-- Provided entries --
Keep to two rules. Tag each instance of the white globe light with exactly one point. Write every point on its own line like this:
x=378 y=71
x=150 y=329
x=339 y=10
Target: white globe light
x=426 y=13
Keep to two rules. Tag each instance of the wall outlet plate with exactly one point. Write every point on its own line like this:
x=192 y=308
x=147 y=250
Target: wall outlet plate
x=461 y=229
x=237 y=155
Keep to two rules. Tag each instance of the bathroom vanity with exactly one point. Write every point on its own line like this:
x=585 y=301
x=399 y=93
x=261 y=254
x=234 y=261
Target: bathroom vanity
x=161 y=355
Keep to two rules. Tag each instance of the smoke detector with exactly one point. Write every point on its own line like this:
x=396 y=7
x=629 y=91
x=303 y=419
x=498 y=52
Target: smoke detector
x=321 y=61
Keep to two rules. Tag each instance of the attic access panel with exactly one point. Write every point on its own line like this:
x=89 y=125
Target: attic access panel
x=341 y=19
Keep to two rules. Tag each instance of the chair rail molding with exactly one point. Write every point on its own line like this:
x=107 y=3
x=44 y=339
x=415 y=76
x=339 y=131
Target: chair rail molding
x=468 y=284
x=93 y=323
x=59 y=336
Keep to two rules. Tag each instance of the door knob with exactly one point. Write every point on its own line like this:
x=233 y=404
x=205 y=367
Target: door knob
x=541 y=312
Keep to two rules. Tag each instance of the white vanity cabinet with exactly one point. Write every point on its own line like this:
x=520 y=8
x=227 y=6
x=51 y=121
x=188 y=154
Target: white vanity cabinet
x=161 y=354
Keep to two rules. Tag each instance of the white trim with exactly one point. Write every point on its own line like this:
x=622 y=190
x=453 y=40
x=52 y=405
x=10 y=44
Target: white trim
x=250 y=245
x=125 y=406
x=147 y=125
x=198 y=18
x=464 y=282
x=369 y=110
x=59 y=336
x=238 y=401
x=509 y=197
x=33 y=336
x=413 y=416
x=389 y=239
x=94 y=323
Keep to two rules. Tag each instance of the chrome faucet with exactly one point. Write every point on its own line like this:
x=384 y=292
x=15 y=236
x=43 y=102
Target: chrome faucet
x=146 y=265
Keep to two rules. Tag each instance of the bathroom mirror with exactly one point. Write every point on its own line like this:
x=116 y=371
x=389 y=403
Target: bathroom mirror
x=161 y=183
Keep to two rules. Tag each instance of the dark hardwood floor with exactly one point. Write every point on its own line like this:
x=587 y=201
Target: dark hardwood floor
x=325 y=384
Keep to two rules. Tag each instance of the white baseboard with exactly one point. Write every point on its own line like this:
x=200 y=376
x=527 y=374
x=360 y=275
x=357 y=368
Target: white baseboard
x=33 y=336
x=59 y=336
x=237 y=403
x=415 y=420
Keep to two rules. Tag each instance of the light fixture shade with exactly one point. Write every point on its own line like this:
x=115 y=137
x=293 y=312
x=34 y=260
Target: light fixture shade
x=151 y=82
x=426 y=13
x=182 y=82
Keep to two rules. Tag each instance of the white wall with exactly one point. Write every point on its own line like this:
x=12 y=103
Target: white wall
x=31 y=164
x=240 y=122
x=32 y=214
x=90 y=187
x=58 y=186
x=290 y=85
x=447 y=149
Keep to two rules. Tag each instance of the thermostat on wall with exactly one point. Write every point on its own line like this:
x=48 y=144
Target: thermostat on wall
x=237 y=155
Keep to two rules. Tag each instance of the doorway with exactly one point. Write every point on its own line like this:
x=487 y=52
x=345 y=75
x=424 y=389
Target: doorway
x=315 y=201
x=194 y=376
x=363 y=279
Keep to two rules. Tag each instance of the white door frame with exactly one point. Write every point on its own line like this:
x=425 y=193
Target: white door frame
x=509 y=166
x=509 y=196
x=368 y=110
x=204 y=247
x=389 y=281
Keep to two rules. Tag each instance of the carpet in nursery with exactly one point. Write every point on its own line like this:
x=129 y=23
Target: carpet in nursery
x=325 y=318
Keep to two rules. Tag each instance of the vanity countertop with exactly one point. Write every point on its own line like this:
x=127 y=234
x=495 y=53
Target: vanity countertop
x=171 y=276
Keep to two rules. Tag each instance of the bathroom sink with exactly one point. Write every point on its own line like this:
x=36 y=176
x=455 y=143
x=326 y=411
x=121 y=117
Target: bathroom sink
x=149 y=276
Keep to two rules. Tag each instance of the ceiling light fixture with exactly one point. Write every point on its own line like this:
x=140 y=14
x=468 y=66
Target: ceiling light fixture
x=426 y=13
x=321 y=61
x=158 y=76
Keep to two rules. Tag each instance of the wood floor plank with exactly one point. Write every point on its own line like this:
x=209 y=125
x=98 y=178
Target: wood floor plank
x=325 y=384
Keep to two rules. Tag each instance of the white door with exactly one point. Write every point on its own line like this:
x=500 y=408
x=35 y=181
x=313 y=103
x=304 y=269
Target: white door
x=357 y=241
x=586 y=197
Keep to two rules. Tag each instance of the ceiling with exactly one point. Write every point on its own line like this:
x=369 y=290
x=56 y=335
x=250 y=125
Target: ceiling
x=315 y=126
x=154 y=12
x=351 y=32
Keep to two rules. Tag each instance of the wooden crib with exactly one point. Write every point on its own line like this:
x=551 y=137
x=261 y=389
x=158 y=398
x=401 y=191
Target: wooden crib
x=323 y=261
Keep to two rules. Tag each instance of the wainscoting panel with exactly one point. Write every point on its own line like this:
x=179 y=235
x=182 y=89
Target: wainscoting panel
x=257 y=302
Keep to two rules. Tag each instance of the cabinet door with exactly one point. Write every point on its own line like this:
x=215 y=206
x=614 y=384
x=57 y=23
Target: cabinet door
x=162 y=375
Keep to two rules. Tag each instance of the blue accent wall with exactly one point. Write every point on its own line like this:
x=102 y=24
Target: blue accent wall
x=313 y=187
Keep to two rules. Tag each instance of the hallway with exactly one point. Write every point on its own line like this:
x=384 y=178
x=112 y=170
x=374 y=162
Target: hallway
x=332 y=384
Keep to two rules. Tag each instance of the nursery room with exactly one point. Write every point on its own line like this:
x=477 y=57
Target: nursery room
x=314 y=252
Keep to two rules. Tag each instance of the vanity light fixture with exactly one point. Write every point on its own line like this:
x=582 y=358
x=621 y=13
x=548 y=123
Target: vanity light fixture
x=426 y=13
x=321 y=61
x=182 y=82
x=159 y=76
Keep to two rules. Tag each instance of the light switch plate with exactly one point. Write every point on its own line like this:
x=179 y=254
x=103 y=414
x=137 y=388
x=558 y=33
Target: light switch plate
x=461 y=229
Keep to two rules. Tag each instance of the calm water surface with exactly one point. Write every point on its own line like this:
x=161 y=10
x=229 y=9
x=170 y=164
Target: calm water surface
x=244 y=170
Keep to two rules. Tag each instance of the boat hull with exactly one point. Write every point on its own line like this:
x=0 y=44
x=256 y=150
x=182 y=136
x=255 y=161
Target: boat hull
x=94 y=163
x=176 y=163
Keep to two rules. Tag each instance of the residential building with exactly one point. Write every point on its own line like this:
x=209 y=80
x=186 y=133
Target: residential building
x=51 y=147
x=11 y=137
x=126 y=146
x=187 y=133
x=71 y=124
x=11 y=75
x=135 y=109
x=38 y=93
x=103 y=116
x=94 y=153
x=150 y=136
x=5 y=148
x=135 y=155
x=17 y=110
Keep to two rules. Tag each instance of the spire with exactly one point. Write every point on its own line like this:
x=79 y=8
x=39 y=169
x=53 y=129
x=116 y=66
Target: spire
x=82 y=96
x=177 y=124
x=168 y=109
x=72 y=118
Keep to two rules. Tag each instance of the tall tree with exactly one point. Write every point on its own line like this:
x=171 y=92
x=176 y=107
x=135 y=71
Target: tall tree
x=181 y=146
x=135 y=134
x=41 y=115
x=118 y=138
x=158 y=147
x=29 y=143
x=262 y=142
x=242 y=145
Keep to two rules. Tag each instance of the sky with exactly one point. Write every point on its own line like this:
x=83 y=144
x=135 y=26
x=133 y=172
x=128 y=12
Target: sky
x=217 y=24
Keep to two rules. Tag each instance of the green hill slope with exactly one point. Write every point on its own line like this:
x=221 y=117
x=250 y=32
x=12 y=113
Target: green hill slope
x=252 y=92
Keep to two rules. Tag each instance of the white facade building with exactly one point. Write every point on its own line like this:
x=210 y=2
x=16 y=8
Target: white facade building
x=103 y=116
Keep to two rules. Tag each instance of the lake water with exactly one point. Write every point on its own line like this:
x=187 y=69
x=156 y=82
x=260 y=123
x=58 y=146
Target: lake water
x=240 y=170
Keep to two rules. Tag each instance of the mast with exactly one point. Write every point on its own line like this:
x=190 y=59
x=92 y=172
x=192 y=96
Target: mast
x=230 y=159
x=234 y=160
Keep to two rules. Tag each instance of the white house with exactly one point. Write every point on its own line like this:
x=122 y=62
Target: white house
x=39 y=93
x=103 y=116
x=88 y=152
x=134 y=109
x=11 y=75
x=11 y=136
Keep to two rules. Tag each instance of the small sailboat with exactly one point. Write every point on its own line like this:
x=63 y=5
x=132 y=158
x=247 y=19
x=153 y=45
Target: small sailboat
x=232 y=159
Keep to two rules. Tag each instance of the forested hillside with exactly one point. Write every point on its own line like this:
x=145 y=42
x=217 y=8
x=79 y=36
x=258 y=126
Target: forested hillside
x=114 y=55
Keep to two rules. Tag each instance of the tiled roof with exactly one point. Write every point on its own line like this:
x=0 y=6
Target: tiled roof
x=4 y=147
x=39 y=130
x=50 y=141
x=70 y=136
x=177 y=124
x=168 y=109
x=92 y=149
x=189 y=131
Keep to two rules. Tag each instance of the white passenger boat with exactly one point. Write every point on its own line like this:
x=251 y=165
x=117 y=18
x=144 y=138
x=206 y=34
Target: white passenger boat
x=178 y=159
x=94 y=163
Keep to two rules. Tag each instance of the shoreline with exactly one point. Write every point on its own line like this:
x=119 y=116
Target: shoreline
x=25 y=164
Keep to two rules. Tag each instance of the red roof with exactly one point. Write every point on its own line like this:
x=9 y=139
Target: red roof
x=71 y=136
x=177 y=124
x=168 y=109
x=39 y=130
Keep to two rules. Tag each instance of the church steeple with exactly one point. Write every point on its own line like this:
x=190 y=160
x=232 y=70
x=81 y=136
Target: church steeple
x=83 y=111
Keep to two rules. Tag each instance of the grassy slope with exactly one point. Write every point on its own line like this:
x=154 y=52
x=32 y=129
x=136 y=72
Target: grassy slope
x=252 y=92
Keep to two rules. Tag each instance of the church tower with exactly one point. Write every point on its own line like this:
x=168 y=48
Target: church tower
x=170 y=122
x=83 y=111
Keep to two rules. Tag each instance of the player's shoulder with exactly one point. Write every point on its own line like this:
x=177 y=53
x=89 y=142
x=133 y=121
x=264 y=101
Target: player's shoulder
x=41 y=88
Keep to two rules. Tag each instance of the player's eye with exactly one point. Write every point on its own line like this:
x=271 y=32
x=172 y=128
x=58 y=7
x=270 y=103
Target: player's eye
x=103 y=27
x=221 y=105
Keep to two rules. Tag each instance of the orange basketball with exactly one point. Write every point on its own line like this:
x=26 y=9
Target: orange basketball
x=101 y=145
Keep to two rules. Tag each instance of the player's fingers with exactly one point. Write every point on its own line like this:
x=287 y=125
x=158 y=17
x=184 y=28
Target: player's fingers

* * *

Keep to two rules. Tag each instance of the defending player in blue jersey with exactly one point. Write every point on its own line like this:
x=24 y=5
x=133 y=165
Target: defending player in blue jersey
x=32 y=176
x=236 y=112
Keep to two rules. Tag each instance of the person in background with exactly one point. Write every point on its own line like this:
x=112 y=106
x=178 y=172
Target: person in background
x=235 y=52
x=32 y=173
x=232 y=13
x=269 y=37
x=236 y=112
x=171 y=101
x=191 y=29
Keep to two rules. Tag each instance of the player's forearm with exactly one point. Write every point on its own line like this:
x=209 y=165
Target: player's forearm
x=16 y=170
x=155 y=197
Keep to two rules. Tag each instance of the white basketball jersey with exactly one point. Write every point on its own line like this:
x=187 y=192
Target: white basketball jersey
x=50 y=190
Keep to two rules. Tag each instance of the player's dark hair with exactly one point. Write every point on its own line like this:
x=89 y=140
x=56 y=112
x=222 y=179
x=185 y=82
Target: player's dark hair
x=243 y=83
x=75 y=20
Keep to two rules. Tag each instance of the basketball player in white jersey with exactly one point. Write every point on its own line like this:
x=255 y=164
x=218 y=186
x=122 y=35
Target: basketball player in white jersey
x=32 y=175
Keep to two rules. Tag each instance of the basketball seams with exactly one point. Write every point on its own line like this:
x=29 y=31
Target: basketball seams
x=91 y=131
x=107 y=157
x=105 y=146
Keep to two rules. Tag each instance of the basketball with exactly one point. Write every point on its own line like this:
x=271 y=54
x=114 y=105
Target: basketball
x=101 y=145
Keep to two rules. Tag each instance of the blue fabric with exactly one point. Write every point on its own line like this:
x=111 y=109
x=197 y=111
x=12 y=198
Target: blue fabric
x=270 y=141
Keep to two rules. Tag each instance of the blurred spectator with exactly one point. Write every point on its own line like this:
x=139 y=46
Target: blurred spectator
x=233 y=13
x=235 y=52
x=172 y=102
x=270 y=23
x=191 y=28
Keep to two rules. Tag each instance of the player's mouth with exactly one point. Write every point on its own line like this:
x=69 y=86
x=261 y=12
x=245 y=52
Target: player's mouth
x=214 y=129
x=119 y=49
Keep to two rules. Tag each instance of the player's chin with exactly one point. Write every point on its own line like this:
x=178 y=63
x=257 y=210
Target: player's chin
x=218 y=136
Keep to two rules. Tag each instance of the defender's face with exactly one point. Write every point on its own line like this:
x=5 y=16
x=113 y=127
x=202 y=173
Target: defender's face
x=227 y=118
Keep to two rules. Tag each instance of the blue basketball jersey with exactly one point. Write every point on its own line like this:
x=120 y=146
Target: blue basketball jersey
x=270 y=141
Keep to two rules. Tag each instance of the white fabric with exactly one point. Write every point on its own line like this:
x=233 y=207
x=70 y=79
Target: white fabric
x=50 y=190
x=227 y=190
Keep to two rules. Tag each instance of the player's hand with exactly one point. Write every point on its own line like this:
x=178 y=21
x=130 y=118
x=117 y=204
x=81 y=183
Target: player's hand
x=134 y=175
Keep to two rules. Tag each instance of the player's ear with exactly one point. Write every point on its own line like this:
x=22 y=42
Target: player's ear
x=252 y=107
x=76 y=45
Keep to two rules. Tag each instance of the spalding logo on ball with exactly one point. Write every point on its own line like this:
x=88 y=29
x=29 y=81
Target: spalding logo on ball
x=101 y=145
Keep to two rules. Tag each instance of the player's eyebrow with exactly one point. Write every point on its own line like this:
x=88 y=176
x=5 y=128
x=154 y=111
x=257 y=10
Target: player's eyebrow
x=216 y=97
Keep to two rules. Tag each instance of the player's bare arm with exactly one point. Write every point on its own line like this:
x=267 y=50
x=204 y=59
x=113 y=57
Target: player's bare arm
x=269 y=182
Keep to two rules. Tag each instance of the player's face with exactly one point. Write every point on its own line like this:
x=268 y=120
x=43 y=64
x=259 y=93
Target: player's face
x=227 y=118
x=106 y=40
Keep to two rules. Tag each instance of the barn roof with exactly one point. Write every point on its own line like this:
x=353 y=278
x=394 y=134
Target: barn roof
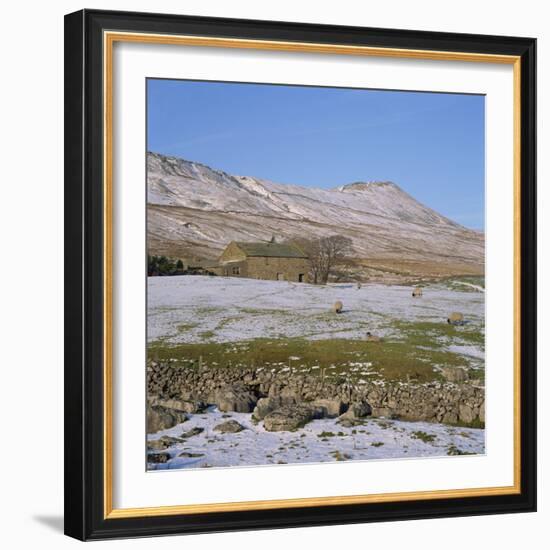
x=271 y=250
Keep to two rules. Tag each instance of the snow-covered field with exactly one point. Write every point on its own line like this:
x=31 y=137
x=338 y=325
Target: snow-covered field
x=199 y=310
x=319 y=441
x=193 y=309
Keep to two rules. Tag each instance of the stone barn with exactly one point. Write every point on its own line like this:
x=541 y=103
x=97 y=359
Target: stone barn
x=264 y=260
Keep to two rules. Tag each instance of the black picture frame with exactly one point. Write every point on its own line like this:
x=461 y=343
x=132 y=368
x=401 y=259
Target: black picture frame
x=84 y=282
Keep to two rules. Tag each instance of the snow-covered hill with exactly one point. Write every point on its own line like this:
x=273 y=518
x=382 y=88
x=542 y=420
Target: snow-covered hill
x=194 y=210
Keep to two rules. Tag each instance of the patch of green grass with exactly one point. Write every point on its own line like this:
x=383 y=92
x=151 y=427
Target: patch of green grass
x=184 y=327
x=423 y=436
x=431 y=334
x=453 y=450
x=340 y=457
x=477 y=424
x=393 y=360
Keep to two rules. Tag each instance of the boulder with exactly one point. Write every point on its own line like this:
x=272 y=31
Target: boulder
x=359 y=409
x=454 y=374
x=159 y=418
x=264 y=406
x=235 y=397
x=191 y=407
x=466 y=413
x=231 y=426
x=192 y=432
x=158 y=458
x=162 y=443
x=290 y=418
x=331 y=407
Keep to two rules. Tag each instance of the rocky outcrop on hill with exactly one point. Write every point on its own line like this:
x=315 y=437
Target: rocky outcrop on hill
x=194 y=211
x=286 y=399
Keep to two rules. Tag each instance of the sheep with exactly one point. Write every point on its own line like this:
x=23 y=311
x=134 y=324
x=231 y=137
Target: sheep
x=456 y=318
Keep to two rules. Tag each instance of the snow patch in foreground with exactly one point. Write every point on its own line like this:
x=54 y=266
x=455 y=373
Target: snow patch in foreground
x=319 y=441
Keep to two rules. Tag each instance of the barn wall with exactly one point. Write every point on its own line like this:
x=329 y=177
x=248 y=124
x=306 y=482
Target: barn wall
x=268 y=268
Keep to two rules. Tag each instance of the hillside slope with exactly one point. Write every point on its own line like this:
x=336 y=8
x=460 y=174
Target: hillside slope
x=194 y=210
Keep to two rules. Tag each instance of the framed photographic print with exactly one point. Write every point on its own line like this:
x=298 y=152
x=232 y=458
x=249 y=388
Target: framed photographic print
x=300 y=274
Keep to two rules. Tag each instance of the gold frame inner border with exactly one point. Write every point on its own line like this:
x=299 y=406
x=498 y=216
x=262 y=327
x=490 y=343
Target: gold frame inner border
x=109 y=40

--

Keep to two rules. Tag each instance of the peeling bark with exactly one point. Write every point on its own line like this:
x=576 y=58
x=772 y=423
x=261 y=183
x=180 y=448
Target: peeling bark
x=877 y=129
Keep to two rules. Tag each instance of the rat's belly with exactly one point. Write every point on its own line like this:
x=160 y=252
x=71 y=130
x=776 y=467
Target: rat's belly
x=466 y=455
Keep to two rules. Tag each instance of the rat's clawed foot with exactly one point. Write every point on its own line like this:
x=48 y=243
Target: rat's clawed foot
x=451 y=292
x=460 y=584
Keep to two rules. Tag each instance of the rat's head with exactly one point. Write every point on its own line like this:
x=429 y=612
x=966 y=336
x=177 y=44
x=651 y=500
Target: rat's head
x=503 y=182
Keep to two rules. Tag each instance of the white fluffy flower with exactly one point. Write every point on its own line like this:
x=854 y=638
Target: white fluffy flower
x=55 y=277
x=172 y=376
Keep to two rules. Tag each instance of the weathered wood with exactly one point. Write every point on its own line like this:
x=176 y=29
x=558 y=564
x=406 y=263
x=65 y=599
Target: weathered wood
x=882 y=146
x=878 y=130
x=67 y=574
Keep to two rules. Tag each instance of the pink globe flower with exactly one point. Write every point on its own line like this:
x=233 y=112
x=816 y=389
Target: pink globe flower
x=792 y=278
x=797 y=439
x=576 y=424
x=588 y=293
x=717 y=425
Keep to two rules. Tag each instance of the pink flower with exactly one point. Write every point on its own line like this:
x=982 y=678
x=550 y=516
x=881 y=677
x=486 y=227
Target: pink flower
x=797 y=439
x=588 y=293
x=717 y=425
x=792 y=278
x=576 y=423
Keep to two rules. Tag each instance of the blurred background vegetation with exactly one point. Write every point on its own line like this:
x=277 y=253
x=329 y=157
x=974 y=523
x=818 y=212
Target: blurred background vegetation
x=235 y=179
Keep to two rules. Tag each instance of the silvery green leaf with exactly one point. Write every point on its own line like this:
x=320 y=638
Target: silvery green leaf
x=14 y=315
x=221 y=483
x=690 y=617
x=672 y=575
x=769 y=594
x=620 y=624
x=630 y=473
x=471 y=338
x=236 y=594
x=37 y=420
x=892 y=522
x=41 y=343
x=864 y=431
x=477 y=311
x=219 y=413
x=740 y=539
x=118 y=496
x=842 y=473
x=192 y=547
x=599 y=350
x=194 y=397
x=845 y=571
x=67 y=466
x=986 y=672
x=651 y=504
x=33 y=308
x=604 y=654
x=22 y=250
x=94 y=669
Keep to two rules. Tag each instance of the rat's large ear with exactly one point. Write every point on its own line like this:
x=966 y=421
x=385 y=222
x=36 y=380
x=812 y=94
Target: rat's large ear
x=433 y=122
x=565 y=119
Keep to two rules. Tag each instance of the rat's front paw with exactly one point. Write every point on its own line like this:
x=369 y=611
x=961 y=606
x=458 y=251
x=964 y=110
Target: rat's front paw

-- Your instructions --
Search the listing for the word "fingers". Copy every line in which it occurs.

-- Result of this task --
Keep to two rules. Tag each instance of the player's fingers with exactly one point. Write every point on its own line like this:
Target: player's fingers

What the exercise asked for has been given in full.